* Given text
Prism arrives as a workspace built for everyday science. It's not a futuristic promise: it's a tool that mixes editing, collaboration, and a powerful AI integrated into your workflow so writing, reviewing, and publishing feel less cumbersome.
What is Prism?
Prism is a free, cloud-based workspace designed for scientific writing and collaboration. It's integrated with GPT-5.2, OpenAI's model optimized for mathematical and scientific reasoning, and it works natively with LaTeX.
You don't need to move your text between editors, compilers, or separate chats. Prism puts everything in one place: text, equations, references, figures, and manuscript context, plus the ability for the AI to work directly on the project.
What it offers in practice
- Chat with GPT-5.2 to explore ideas, test hypotheses, and reason about complex problems within the document's context.
- Drafts and revisions with the full document as context, including equations, citations, and figures.
- Search for and incorporate relevant literature, for example from arXiv, and revise text according to new papers as they appear.
- Create and refactor equations and figures, with the AI understanding how those elements relate across the manuscript.
- Turn equations or diagrams from a whiteboard into LaTeX, saving you hours of manual work with figures.
- Real-time collaboration with edits, comments, and immediate reviews, without limits on collaborators.
- Direct edits inside the document when you ask, no copy-paste between tools.
- Optional voice editing for simple changes so you don't break your writing flow.
Can you imagine turning a drawn equation into compile-ready LaTeX in minutes? For many researchers that's a huge time saver.
Why it matters for everyday science?
Science moves forward through routine too: drafting, organizing references, adjusting equations, coordinating coauthors. Until now, that routine was fragmented across PDFs, reference managers, editors, and chats. Prism reduces that friction.
Fewer version conflicts, fewer hours wrestling with local compilers, and less time lost pasting snippets between tools. That means teams can spend more time on the scientific content and less on document logistics.
Also, by being free and open to anyone with a personal ChatGPT account, it lowers access barriers. No more installing complex LaTeX environments just to collaborate on a manuscript.

* Assigned task 1
What model is Prism integrated with, according to the Prism text?
* Assigned task 2
Carry on the Prism text from its final sentence.
The material that comes next has nothing to do with the Prism text.

* Provided material
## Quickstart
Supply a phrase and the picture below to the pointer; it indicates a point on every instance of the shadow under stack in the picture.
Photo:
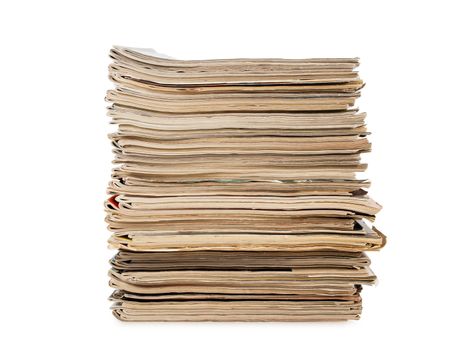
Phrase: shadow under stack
(236, 196)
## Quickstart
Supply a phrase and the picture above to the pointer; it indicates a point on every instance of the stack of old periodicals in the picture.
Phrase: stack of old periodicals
(236, 196)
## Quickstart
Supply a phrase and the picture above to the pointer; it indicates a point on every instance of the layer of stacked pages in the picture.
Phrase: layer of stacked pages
(237, 193)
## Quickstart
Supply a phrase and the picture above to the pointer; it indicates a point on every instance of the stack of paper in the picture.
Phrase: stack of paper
(236, 196)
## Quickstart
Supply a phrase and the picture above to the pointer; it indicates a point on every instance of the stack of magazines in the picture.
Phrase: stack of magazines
(238, 192)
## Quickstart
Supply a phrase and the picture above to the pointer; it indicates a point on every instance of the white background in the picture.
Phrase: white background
(55, 162)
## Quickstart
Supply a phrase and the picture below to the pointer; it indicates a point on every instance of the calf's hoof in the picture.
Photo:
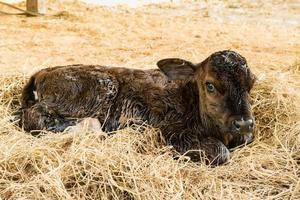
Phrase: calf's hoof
(211, 151)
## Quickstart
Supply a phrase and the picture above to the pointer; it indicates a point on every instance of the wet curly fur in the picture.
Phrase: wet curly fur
(172, 98)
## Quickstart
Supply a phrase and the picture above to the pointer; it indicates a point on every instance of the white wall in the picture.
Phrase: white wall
(131, 3)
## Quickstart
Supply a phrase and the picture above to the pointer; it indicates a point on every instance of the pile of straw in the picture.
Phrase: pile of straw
(132, 164)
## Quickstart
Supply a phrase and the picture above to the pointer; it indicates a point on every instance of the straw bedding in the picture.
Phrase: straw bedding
(132, 163)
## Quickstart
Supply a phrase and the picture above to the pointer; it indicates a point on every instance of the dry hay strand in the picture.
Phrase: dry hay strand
(133, 164)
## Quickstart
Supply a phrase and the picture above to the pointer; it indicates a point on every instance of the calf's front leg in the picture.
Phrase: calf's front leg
(209, 149)
(41, 117)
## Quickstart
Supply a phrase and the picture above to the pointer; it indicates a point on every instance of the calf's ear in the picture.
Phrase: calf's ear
(176, 68)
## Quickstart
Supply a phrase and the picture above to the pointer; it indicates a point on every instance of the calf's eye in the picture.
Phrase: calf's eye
(210, 87)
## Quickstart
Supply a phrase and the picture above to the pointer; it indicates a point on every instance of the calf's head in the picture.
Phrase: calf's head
(224, 81)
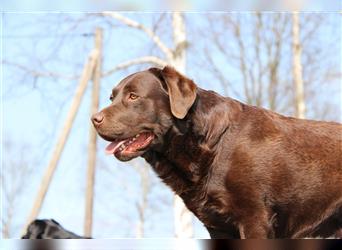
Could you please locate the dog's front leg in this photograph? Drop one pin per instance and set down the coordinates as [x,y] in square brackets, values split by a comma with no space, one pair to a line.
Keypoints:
[227,233]
[256,227]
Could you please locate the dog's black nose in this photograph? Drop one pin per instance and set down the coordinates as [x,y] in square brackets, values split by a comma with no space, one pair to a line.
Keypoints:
[97,119]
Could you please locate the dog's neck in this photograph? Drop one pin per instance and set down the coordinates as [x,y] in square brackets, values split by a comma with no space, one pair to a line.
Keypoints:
[190,144]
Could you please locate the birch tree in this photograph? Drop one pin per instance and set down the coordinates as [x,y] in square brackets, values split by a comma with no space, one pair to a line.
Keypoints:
[297,67]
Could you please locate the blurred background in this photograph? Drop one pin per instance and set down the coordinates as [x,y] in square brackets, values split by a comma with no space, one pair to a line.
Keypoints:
[287,62]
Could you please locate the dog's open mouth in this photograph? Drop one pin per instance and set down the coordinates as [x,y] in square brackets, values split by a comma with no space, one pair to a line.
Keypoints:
[130,145]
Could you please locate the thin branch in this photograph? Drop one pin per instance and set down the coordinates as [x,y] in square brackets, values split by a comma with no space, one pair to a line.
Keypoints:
[134,24]
[36,73]
[140,60]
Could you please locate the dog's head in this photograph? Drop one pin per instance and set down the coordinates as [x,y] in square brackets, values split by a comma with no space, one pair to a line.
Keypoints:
[143,108]
[47,229]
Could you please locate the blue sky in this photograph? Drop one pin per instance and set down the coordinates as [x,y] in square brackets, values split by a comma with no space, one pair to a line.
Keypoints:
[34,112]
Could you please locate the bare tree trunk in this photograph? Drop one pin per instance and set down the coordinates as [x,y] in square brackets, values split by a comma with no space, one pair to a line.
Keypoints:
[142,206]
[182,216]
[297,67]
[86,75]
[88,220]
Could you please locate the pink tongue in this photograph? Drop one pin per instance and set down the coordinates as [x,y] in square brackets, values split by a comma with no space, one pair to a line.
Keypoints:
[113,147]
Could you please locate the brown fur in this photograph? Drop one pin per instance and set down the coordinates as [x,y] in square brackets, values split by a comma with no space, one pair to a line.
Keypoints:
[244,171]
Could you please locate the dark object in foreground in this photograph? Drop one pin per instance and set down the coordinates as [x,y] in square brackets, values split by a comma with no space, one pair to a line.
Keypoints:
[244,171]
[49,229]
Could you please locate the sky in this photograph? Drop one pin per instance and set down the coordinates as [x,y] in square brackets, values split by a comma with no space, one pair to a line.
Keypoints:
[34,112]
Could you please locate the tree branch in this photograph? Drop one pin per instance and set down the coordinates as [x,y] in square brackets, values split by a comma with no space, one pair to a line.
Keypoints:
[131,23]
[145,59]
[36,73]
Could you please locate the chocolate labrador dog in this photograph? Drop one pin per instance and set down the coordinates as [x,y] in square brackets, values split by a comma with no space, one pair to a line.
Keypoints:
[244,171]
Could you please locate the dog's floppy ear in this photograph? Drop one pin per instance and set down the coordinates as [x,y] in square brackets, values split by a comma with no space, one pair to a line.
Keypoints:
[182,91]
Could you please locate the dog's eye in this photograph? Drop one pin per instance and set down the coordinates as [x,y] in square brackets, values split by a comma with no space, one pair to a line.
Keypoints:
[133,96]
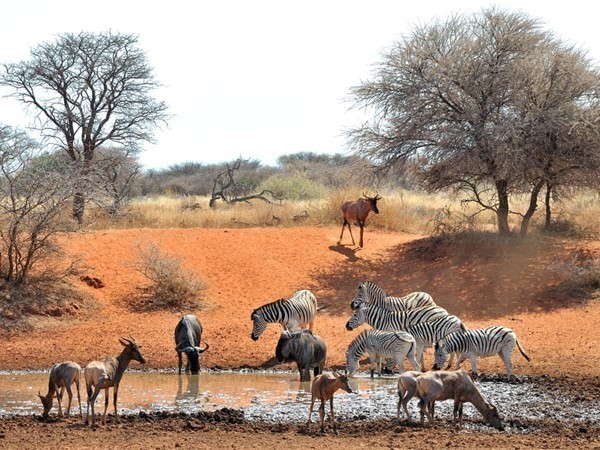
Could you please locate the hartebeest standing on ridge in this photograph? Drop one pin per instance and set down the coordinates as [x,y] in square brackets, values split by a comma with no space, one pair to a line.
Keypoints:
[356,212]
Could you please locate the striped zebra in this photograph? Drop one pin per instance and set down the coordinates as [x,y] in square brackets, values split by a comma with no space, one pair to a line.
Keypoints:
[293,313]
[382,319]
[426,334]
[489,341]
[371,294]
[396,345]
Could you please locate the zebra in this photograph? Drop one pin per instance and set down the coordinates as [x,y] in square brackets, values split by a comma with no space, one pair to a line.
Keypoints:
[426,334]
[382,319]
[487,341]
[371,294]
[292,313]
[395,345]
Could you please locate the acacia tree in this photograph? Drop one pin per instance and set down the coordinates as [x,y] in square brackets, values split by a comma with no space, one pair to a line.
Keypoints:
[230,186]
[114,177]
[89,90]
[455,99]
[32,201]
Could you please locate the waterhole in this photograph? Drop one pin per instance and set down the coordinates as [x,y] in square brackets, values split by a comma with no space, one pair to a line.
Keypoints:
[279,397]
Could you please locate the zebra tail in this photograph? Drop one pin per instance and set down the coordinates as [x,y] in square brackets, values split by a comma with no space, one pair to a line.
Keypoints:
[523,351]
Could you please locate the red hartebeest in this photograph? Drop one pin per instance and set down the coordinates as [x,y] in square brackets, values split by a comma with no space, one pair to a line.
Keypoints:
[356,212]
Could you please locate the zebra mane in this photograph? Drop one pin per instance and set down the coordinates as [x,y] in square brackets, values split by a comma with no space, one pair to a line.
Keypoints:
[372,286]
[278,301]
[359,341]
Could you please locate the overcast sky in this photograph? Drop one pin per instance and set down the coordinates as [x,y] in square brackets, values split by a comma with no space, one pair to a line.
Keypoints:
[254,78]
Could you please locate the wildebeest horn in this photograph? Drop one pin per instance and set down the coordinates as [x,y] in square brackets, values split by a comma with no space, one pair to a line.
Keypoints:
[202,350]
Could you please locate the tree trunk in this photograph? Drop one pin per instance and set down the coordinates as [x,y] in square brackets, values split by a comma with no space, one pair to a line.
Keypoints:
[532,207]
[502,213]
[78,207]
[548,208]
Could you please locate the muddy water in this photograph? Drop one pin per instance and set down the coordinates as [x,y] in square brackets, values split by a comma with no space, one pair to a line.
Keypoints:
[279,397]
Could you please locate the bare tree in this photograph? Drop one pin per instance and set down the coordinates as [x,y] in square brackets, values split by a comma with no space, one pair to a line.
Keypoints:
[32,201]
[453,100]
[230,188]
[116,171]
[89,90]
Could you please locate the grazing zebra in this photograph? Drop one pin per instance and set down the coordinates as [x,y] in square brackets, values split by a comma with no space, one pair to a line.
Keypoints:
[494,340]
[426,334]
[292,313]
[387,344]
[382,319]
[371,294]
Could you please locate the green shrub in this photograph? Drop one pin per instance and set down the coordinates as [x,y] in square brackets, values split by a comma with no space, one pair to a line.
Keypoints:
[294,187]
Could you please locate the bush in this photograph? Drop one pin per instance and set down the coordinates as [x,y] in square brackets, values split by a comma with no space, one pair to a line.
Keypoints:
[172,286]
[295,187]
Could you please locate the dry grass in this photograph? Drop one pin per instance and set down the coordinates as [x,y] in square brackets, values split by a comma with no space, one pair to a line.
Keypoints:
[402,210]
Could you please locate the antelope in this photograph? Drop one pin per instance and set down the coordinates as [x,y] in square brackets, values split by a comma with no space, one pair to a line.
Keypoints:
[356,212]
[108,373]
[458,386]
[323,388]
[62,376]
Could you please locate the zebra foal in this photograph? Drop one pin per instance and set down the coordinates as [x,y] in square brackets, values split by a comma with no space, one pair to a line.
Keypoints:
[370,293]
[396,345]
[489,341]
[426,334]
[297,311]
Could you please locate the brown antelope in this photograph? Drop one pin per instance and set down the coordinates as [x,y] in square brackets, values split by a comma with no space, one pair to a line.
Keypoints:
[356,212]
[62,376]
[108,373]
[323,388]
[454,385]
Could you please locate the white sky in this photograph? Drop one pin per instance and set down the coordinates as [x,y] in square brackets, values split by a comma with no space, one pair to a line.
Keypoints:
[257,78]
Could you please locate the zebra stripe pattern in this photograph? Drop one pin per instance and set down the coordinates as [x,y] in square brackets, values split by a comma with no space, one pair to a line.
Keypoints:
[494,340]
[381,344]
[426,334]
[298,311]
[382,319]
[370,293]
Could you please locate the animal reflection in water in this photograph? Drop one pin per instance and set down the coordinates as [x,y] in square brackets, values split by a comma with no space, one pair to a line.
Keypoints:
[192,389]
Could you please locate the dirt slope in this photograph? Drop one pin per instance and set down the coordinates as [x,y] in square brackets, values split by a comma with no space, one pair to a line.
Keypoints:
[484,283]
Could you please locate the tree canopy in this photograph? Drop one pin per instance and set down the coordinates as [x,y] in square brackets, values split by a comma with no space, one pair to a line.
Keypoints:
[488,103]
[89,90]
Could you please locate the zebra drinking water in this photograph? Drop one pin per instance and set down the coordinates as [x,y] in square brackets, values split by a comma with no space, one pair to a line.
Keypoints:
[382,319]
[370,293]
[298,311]
[493,340]
[387,344]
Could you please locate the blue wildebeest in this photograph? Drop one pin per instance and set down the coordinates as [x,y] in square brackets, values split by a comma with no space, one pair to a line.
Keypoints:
[356,211]
[303,347]
[188,334]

* Exercise output 1
GPT-5.2, OpenAI's model optimized for mathematical and scientific reasoning.

* Exercise output 2
Limitations and access model
Prism is built on Crixet, the cloud LaTeX platform OpenAI acquired and evolved. For now it's free for personal ChatGPT accounts, and it will soon roll out to Business, Enterprise, and Education plans.
OpenAI also notes that more powerful AI features will be offered on paid plans over time. And, of course, we're still in an early stage: the tool is a first step, not the definitive solution for every research need.
A cultural shift, not just technical
In 2025 AI changed software development; in 2026 OpenAI is betting AI can nudge science similarly, starting by making daily work less tedious. Prism doesn't promise discoveries on its own, but it aims to free teams from mechanical tasks so they can spend more time questioning nature.
Does this mean AI replaces scientists? Not at all. It means AI can be a tool that amplifies human work: it helps structure arguments, turns ideas into clean equations, and preserves context across coauthors.
How to get started
If you have a personal ChatGPT account you can try Prism today. There are no subscriptions or seat limits to start writing and collaborating.
For people working at institutions, business and education versions will be available soon, offering additional features under paid plans.
The invitation is simple: try the tool, see how much time it saves on repetitive tasks, and judge whether it lets you focus on the truly creative parts of research.
Science advances in small and large steps. Prism bets on speeding up the small steps that, in the end, add up to big progress.